* [PROBLEM 1] According to the comment thread, how deep would the oil cover Rhode Island?
* [PROBLEM 2] Summarize the comment thread in two sentences.
* [PROBLEM 3] Write the next part of the comment thread, starting after its final comment.

* [PASSAGE]
__________________________________________________

A little context would help. How many barrels of soil does the state of Rhode Island, say, have above sea level?

That's enough oil to cover Rhode Island in oil 3.3 feet deep. I didn't do the calculation for the gas.

Jupiter said...

"Duh no. The sea isn't rising and no, the land isn't sinking."

Actually, it does appear that the sea is rising in places. This is partly due to pumping water from deep wells for irrigation, removing it from the aquifers that have filled over millenia, and returning it to the oceans. It is also claimed that the oceans rise as they get warmer, due to thermal expansion. And yes, although the oceans are all connected, and water seeks its own level, that process is slow enough that some regions of the ocean are quite a bit higher than others.

Bob Ellison said...

Frederick Frederson, you did not answer my question.

Seeing Red said...

Katrina gave the US the opportunity to right the wrong. We chose not to. Should have let the environment reclaim it and built a better NOLA higher up.

__________________________________________________

* [GIVEN RECORDS]
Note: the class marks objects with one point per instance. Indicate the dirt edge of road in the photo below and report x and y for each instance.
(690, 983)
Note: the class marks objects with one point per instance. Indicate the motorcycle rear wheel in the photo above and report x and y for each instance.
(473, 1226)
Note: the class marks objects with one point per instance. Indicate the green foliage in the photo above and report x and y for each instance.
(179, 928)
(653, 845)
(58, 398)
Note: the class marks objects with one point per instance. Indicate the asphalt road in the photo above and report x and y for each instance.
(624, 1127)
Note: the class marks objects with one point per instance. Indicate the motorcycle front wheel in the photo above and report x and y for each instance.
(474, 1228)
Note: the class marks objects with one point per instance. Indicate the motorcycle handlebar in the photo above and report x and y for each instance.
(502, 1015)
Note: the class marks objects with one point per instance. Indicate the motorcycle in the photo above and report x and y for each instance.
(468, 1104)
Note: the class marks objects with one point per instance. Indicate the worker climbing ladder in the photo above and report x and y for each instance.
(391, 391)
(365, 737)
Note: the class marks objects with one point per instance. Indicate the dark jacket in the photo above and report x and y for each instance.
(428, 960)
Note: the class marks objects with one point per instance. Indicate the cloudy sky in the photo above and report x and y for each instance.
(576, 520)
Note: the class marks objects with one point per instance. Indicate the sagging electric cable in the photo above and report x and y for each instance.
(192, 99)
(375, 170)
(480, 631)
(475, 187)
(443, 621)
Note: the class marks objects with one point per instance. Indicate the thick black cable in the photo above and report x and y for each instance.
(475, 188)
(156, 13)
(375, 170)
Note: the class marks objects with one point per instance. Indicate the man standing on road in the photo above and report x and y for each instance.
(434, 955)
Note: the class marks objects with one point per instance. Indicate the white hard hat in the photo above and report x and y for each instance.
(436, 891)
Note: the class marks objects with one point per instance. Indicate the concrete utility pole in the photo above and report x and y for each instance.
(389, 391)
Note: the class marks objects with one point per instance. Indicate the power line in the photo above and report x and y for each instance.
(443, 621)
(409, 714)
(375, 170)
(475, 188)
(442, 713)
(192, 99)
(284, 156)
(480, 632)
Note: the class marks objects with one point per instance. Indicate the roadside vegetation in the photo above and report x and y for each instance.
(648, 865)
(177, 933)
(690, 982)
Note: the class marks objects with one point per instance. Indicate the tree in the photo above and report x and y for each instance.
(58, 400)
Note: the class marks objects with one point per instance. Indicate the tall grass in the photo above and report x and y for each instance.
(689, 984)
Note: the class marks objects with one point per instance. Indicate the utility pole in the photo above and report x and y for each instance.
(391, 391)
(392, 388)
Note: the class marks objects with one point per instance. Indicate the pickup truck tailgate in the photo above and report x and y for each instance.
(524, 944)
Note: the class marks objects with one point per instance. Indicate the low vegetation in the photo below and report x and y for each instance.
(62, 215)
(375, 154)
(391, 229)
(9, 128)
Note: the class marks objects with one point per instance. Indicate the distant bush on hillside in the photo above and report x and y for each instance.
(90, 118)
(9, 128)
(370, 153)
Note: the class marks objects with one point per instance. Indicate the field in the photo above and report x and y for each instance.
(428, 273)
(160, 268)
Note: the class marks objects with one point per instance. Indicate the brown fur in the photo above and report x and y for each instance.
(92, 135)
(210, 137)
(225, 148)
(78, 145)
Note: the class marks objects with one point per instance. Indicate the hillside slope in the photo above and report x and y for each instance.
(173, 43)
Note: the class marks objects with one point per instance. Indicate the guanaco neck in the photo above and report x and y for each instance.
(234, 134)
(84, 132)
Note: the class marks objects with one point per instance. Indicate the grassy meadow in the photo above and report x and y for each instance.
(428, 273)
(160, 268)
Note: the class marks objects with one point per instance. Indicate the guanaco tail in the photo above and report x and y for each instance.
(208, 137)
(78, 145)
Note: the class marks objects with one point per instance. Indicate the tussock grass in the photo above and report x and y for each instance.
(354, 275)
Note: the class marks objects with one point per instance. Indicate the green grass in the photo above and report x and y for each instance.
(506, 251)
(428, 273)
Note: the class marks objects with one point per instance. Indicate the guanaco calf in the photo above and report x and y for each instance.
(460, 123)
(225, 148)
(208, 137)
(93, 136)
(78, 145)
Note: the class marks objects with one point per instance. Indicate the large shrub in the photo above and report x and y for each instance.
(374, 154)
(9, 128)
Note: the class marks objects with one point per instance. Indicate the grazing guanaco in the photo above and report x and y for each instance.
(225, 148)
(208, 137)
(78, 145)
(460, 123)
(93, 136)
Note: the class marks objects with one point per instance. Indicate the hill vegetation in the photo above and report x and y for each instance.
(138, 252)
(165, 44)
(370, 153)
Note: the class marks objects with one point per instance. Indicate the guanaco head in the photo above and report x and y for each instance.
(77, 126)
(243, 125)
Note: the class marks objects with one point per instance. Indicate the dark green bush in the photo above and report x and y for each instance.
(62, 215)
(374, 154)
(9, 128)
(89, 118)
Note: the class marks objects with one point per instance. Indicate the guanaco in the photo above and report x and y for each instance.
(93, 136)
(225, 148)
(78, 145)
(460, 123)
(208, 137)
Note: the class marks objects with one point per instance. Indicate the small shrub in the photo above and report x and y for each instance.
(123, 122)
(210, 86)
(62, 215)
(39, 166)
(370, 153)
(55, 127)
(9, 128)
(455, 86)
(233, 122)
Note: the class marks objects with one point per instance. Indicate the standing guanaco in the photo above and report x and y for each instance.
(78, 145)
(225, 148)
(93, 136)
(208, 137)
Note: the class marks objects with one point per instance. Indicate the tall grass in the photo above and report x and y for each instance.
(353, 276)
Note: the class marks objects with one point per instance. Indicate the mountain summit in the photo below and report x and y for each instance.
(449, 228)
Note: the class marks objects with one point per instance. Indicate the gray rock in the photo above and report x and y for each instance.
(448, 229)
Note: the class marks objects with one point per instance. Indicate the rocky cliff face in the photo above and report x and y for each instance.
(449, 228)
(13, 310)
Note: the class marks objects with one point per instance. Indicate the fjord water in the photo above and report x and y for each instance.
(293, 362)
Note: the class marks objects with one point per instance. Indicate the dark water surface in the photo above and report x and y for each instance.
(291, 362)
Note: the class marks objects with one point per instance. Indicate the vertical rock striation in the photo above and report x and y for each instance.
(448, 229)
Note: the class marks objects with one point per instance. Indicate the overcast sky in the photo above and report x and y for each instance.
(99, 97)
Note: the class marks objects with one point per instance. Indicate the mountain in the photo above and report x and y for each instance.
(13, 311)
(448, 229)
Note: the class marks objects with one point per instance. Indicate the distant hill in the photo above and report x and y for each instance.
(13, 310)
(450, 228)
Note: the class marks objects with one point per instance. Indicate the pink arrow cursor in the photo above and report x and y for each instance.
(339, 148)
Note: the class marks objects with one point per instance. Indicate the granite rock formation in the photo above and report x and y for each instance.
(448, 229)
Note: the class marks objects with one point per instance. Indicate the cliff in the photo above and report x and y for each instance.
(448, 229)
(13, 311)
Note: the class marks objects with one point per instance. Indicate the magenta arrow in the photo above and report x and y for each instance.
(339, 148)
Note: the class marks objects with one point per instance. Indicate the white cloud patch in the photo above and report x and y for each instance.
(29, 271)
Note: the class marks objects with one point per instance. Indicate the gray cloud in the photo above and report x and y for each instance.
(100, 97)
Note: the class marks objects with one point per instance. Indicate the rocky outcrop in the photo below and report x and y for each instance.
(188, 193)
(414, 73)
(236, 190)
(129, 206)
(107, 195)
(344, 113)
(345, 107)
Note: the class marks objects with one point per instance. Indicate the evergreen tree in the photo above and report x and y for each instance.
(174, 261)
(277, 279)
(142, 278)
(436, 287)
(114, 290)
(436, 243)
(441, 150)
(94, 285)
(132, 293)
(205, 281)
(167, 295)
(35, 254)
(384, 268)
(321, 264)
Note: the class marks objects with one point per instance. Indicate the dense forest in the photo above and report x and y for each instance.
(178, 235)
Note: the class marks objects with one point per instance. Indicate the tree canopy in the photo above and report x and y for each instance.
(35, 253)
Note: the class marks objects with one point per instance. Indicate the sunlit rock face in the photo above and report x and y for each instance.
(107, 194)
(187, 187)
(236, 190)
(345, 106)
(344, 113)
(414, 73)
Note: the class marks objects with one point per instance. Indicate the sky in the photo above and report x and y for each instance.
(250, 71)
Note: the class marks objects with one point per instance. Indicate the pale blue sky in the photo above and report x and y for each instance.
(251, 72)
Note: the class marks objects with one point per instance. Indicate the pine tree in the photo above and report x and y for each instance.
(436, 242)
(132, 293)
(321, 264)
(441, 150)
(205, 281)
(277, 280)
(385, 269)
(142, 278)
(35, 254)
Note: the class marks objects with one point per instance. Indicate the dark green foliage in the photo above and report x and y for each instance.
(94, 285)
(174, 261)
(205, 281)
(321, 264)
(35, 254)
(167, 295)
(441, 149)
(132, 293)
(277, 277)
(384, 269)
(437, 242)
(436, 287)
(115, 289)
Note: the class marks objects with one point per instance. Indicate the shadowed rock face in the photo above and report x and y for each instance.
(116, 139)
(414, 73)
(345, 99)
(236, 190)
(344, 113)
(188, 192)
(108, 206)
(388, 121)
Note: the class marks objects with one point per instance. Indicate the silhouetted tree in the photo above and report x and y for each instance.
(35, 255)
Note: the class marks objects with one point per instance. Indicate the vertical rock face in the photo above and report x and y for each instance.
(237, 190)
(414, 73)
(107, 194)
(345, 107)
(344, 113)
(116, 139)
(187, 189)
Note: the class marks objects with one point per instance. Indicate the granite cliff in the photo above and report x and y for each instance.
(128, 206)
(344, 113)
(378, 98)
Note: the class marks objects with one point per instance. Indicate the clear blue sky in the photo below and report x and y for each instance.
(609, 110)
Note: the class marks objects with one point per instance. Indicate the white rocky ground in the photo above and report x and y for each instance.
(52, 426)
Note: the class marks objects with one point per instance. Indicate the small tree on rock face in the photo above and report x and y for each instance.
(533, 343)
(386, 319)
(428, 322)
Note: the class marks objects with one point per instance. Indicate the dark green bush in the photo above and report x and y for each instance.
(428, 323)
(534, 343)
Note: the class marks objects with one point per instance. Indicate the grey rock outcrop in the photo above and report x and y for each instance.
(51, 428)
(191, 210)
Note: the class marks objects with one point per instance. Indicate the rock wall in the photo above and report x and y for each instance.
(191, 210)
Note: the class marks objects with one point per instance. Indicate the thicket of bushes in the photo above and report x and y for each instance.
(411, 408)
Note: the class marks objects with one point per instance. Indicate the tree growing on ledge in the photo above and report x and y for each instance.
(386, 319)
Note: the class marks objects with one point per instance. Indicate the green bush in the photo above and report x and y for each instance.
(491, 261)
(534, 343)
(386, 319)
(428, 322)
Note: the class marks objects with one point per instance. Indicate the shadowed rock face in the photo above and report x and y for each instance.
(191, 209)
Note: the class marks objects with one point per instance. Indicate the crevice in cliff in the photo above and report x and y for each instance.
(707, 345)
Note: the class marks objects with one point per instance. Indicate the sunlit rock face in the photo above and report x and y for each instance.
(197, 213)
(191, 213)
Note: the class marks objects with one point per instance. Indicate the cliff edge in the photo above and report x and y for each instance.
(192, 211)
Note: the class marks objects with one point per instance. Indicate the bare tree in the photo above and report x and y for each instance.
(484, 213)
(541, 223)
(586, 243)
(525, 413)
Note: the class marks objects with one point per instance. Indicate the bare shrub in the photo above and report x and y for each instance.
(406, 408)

__________________________________________________

* [EXERCISE ANSWER 1] 3.3 feet deep.

* [EXERCISE ANSWER 2] Commenters discuss an amount of oil said to be enough to cover Rhode Island 3.3 feet deep. One reply argues that the sea is rising in places, pointing to irrigation water pumped from deep aquifers, thermal expansion, and slow leveling between ocean regions, while another says Katrina was a chance, not taken, to let the environment reclaim NOLA and build a better one higher up.

* [EXERCISE ANSWER 3]
Freder Frederson said...

Frederick Frederson, you did not answer my question.

The mean elevation of Rhode Island is 200 ft and the area of Rhode Island is 1212 square miles. You do the math.

David said...

A Rotary group will express hostility by yawning or in extreme cases snoring. That is about it.

It does occur to me that all this land that washed down the river once belonged to the Native Peoples. Then the White Man washed it down the river in the first place. Why don't they get a share. If you want to cut the Original Peoples out, then that land was part of Arkansas, Missouri, Illinois, Iowa, Wisconsin. etc. We want our money back.

Hagar said...

Has more to do with the earth not being a perfect sphere, but is rather bumpy, and the gravitational attraction varies quite a bit.
Also the earth's crust is far from rigid, but moves up and down as well as horizontally for various reaons.

I think I remember reading that when the Waco Dam in Texas was completed, and the reservoir filled with water, the weight of the water caused an earthquake along two faultlines crossing the dam, which the Corps had not been aware of, and the center section of the dam dropped 12 feet.

Michael K said...

"After all, Freder's cousin in L.A. can be expected to throw a fit if and when his water and electric power supplies are rationed, or just plain shut off!"

Just like watching for lefty enviros to support nuclear power, I am waiting to see San Francisco, home of lefty greens like Steyer, blow up Hetch Hetchy Dam where San Francisco's water comes from.

Hagar said...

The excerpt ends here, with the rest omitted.